Task prompt
Answer these questions from the article on the St. Louis office:
1. Which magazine published the review?
2. What original equipment did the design team leave in place?
3. Whose former office does the building preserve?

#### Supplied passage

We are proud to share Interior Design magazine has published a glowing review of Block’s new Square and Cash App office in the revitalized St. Louis Post-Dispatch Building.
The Square and Cash App office is a stunning adaptive reuse effort that melds modern design, historic urban fabric and a community-focused mission to create a remarkable new space in the heart of St. Louis. The bold new space helps the company expand its local workforce, recruit and retain top talent, and fuel growth strategies for the future.
In a nod to the incredible history of the Post-Dispatch building, the design team chose to leave the original newspaper printing press in its place as part of the rejuvenation effort. Now, the press is interwoven with a coffee bar and lounges for collaboration and socialization.
Our Olivia Gebben, project designer, tells Interior Design, “In these lounges, you can look up and literally touch the buttons and wheels that made the presses tick.”
Throughout the space, employees can choose where they work independently and meet with colleagues across an incredible diversity of spaces. The Square and Cash App office also features an all-hands space, a rooftop terrace, multilevel atria, employee amenity spaces and more.
“Block was looking to create a home for its employees,” said our Ken Crabiel, project director. “A place where they could be connected with one another in a variety of ways.”
Block also connected with numerous local artists across St. Louis to develop pieces that are now featured in the new workplace.
“Art is in the DNA of our company,” said Jay Scheinman, Block’s global municipal affairs lead. “Jack Dorsey and Jim McKelvey came up with the idea of Square when Jim couldn’t complete the sale of one of his glass pieces because he didn’t have the ability to take a credit card.”
Also of note, the building features Joseph Pulitzer’s former office, and the new design preserves this space. Keeping the space helped to further unite the Post-Dispatch Building to its exciting new future with Block.
“So often in design, you look at the physical form and can see the connections between the original building and the renovation,” Crabiel continues in the piece. “But sometimes there’s an underlying philosophical connection, too.” Pulitzer believed that providing information enabled readers to make responsible choices. “Block is centered on the same principle,” the architect says, “and we wanted that notion to have a presence in the new iteration of the Post-Dispatch building.”

########
#### Entries supplied

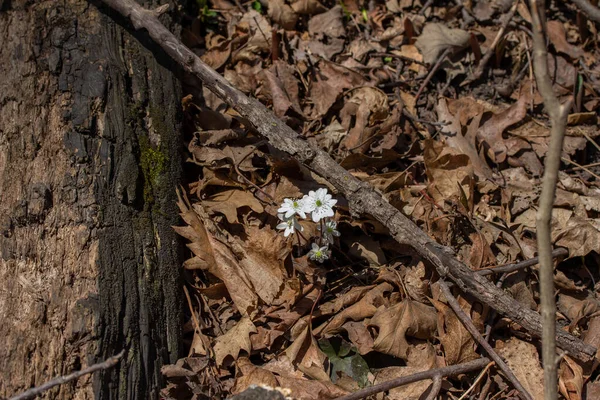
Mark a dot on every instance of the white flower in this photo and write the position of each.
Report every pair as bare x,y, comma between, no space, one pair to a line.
317,253
319,204
291,207
289,224
329,231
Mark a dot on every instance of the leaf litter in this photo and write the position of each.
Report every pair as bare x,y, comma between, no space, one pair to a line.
463,160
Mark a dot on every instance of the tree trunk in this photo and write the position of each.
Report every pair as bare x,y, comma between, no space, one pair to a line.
90,156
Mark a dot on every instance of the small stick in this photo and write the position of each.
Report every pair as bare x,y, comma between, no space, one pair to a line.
452,370
464,318
488,55
437,65
436,386
558,114
520,265
36,391
588,9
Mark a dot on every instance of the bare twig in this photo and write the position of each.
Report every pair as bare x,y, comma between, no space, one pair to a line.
436,386
466,321
362,198
491,51
36,391
558,116
589,10
560,252
453,370
435,67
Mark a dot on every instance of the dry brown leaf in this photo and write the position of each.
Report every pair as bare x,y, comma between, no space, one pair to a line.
364,107
454,138
359,335
306,355
491,130
523,359
329,23
345,300
365,308
449,172
557,35
228,202
459,345
422,358
436,38
249,374
570,379
234,340
282,14
397,322
218,50
308,7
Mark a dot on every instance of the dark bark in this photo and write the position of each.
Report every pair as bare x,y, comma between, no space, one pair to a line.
90,156
362,198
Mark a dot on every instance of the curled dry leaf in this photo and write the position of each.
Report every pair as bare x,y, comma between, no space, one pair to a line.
396,323
570,379
523,359
228,202
282,14
365,106
437,38
234,340
450,173
459,345
365,308
425,354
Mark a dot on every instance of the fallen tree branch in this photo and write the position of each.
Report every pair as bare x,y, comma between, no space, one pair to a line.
362,198
453,370
589,10
36,391
468,324
503,269
558,117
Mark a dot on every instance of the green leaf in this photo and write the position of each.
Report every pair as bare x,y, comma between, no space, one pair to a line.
344,358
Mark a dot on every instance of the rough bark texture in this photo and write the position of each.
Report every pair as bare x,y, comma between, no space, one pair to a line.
89,161
363,199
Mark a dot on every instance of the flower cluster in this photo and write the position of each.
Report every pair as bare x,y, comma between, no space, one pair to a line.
318,205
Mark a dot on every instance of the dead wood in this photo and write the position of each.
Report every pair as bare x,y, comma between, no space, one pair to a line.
36,391
361,196
430,374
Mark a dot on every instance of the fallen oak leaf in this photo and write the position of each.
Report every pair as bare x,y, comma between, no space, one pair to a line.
395,323
234,340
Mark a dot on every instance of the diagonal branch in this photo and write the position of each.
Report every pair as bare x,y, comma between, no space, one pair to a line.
363,199
590,11
558,117
468,324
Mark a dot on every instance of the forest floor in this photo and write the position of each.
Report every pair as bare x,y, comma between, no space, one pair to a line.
434,105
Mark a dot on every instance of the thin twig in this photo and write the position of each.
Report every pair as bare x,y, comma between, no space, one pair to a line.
558,117
436,386
479,378
492,50
588,9
466,321
520,265
453,370
362,198
436,66
36,391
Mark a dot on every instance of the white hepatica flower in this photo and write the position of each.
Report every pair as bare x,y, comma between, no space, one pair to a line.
289,224
291,207
317,253
319,204
329,231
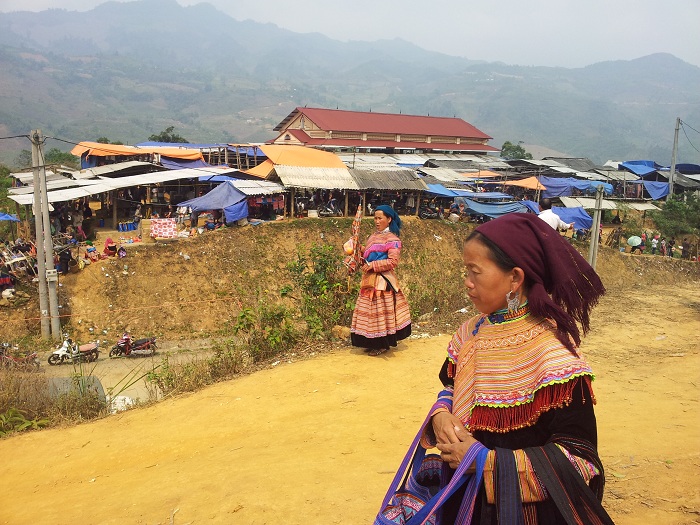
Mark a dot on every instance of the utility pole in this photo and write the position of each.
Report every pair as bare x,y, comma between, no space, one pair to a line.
595,229
50,274
38,226
672,175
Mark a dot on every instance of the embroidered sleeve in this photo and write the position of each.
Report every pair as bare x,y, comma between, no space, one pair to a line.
443,404
392,260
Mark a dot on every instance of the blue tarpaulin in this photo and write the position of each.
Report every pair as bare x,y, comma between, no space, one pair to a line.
532,206
440,190
640,167
656,190
494,209
224,197
563,186
482,194
179,164
579,216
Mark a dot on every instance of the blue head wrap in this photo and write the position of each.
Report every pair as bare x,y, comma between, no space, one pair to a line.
395,224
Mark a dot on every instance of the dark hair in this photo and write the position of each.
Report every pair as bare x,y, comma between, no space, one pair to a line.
498,256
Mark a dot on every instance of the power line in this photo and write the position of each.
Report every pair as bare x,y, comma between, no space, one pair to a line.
687,137
691,127
145,152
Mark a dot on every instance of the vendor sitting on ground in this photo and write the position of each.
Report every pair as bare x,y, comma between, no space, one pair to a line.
110,248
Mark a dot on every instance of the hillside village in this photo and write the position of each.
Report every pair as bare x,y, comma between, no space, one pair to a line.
327,162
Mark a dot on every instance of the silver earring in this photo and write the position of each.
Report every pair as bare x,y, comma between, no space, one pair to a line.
513,302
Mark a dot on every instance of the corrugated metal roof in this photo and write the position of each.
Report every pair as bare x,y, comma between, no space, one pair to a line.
398,179
429,179
27,177
104,184
589,204
620,175
448,175
255,187
320,178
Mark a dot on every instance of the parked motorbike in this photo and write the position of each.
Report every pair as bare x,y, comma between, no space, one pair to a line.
7,360
127,347
330,209
430,212
73,353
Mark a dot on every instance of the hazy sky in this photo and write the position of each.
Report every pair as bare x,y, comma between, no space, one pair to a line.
525,32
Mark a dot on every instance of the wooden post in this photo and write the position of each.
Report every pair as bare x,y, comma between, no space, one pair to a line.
114,209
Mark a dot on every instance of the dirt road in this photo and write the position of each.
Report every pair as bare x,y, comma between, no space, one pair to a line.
317,441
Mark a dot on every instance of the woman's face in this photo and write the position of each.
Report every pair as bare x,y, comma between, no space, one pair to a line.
381,221
487,284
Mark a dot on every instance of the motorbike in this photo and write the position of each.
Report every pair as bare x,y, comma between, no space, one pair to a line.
330,210
71,352
7,360
127,347
429,212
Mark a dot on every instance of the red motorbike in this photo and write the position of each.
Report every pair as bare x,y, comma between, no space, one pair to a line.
127,347
7,360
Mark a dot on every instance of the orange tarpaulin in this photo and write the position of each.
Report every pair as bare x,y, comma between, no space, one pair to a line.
301,156
531,183
97,149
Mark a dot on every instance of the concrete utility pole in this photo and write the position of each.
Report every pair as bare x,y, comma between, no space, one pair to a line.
672,175
595,229
50,274
38,226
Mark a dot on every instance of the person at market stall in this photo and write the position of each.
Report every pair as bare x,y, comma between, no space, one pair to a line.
381,317
515,379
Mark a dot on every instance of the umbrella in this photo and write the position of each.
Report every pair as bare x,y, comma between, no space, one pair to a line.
354,259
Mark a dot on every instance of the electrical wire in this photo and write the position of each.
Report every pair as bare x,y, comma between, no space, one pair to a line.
688,138
691,127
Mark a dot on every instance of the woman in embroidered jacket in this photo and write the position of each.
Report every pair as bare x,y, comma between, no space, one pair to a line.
516,382
381,317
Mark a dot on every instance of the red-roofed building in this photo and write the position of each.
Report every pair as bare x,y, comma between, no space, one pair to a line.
379,132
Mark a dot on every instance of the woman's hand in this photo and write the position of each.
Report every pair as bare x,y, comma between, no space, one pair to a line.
453,440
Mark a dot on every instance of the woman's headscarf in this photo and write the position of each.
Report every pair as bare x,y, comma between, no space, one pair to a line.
563,286
395,224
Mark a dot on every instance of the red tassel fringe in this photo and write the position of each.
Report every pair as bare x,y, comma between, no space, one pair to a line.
502,420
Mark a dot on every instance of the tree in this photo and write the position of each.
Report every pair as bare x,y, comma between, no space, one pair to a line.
168,136
511,151
56,156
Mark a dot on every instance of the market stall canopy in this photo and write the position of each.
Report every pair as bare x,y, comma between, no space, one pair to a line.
297,156
396,179
558,187
577,215
495,209
104,184
97,149
589,204
226,197
530,183
316,177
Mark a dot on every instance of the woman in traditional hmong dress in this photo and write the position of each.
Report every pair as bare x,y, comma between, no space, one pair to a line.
381,317
515,381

########

Exercise result
1. Interior Design
2. The original newspaper printing press
3. Joseph Pulitzer's